## [Given request]
Transfer every row below into your reply, requests included, adding -16 to each coordinate value in the answers. Omit the pictures.

## [Information provided]
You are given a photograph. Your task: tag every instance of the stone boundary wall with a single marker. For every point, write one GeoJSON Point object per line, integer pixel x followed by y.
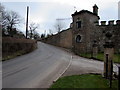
{"type": "Point", "coordinates": [62, 39]}
{"type": "Point", "coordinates": [14, 45]}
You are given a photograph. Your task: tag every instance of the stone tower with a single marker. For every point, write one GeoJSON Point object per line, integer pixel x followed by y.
{"type": "Point", "coordinates": [83, 30]}
{"type": "Point", "coordinates": [95, 9]}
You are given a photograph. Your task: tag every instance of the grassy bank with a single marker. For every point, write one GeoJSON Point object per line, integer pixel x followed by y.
{"type": "Point", "coordinates": [84, 81]}
{"type": "Point", "coordinates": [100, 56]}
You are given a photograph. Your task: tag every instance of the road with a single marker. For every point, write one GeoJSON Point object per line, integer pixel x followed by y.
{"type": "Point", "coordinates": [39, 68]}
{"type": "Point", "coordinates": [35, 70]}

## [Answer to the task]
You are given a photograph. Your task: tag every instance of the stone boundary wall with a single marker. For every point, write one GeoJSON Point object per line, integer pixel x followed by y.
{"type": "Point", "coordinates": [46, 23]}
{"type": "Point", "coordinates": [-2, 29]}
You are given a photograph. Your task: tag every instance of the stone tower with a single marker. For every point, write one GeoJSON Point object per line, integer pixel x followed by y.
{"type": "Point", "coordinates": [67, 14]}
{"type": "Point", "coordinates": [79, -7]}
You are given a photograph. Your task: tag every instance of the grassy bank with a single marker. For every point, write one GeoJSON Point object per line, integer pixel x followed by y.
{"type": "Point", "coordinates": [68, 65]}
{"type": "Point", "coordinates": [84, 40]}
You are given a photograph. Your task: tag every instance of the road with a single marker. For every point, write one GeoJSON Point object per line, integer pixel x followed by y.
{"type": "Point", "coordinates": [23, 52]}
{"type": "Point", "coordinates": [19, 54]}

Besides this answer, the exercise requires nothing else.